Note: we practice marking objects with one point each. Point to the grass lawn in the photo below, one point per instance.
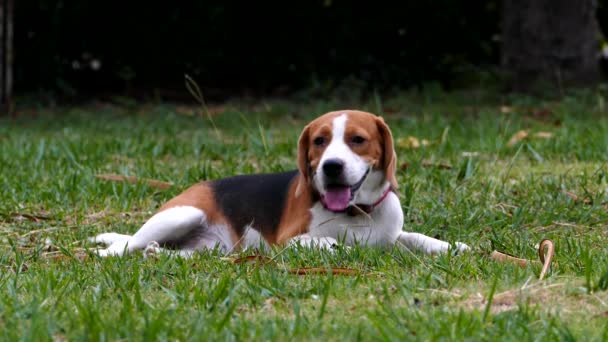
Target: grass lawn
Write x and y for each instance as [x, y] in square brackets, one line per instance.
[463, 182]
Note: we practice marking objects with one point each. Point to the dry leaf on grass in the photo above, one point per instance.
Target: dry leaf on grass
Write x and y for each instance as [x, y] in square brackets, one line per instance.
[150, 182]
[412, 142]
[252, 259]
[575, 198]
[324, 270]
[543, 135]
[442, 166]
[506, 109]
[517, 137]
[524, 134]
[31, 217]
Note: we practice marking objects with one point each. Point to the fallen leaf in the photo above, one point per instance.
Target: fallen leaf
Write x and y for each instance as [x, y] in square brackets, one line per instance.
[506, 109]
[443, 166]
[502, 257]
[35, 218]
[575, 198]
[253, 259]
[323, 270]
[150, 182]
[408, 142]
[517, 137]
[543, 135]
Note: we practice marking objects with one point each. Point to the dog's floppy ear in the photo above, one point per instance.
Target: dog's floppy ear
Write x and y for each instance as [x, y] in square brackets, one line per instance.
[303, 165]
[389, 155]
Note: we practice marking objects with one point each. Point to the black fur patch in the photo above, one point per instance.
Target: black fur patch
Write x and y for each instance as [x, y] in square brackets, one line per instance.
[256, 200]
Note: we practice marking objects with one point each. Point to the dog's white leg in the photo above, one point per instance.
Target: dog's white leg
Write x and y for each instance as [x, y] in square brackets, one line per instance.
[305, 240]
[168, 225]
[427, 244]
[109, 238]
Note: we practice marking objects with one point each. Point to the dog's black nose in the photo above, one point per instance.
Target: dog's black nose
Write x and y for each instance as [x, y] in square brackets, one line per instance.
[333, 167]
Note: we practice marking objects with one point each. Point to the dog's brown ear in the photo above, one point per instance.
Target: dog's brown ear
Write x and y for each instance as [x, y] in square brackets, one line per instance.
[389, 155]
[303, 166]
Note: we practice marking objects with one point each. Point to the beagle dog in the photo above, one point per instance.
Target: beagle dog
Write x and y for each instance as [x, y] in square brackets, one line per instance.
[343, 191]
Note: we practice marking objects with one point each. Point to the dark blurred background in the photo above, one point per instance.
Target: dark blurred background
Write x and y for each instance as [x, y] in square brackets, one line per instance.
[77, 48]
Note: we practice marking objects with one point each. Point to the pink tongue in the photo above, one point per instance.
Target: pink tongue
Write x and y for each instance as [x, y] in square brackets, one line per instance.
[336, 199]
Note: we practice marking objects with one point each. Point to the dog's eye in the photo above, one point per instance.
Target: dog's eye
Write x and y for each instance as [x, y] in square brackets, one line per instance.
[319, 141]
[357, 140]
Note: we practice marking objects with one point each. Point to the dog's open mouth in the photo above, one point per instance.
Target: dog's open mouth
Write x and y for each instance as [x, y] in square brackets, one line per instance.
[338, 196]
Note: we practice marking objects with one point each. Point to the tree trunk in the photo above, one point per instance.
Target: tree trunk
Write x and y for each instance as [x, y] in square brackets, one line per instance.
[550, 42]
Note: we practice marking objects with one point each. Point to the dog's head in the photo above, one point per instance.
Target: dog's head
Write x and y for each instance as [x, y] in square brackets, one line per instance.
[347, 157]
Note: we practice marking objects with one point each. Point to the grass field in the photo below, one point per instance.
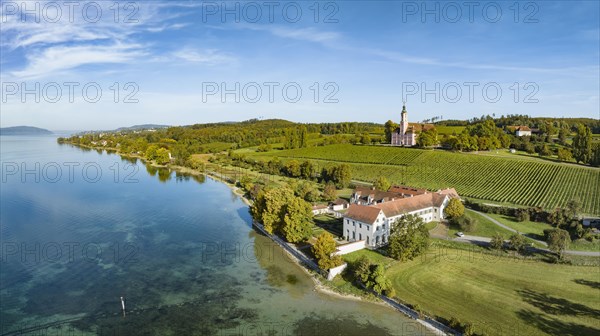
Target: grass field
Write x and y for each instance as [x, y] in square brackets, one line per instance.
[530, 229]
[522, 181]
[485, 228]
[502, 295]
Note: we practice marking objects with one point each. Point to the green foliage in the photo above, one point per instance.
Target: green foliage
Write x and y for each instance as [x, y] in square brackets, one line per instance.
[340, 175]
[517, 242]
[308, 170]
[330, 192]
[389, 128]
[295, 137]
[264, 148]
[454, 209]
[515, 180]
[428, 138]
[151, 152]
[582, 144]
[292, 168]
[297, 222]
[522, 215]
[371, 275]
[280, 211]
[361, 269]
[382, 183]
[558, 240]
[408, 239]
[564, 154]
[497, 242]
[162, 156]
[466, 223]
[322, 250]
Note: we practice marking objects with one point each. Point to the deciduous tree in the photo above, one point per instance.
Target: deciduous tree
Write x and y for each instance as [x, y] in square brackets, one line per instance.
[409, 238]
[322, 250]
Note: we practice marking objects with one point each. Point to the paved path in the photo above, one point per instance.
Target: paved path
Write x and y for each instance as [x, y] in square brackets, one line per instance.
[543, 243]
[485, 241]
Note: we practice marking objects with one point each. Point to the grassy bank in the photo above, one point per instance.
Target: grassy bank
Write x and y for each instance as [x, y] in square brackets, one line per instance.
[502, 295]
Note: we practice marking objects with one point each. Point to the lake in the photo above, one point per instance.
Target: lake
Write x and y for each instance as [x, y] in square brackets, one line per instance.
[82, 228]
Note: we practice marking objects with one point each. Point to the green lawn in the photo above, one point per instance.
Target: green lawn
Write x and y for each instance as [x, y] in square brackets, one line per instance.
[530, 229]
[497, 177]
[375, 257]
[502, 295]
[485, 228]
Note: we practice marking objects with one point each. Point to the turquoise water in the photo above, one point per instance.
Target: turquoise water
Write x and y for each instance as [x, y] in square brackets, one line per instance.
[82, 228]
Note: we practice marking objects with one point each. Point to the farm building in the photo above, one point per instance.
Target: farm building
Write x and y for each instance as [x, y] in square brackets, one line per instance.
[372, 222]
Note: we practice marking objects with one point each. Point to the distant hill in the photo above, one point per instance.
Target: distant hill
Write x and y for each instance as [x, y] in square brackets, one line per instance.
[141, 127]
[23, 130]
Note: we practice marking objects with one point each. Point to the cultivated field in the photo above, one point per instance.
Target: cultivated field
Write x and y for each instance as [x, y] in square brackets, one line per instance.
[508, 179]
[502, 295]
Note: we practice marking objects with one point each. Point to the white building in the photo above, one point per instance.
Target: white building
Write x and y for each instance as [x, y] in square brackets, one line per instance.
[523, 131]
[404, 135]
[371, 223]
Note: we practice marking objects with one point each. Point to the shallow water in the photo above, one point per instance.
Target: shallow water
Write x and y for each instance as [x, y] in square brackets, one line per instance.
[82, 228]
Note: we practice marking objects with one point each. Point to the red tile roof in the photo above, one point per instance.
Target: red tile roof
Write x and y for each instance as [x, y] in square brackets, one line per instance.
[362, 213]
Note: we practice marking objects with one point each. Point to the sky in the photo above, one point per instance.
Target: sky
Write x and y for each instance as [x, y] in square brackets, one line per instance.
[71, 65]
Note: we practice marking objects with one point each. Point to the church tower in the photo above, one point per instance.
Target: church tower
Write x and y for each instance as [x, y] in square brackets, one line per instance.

:::

Stated goal => Only the lines from the one containing "to the white" to the end of the listing belong in the output, each reproduced exactly.

Task output =>
Note: we practice marking objects with one point each. Point to the white building in the photo above, one point per instance.
Target: white building
Write x and y for each instance as [x, y] in square brackets, one line per instance.
[523, 131]
[404, 135]
[371, 223]
Note: we practice marking objects with one point each. Point to the shallow water in the photo above, one point per instance.
Target: shallow water
Write x and y for each instance as [x, y] in square brackets, one line per instance.
[82, 228]
Note: we practice marking objects with one point each. Point to the red tile roof in the photo above, one point per instance.
Target: red tile roof
Write x and y for each instance as [x, y] in square brackets, one line per instance.
[362, 213]
Note: we practice marking objects with one point each. Point to the sky in the photo above, one point per instance.
Target: sky
Write x and y for each instance as [x, y] in square brackets, one line per instance.
[71, 65]
Note: we practice marking objects with one point each. Point to the church tower in the photo above, one point per instance.
Target: church tower
Write x and y for each instance as [x, y] in square brackets, one line per instance.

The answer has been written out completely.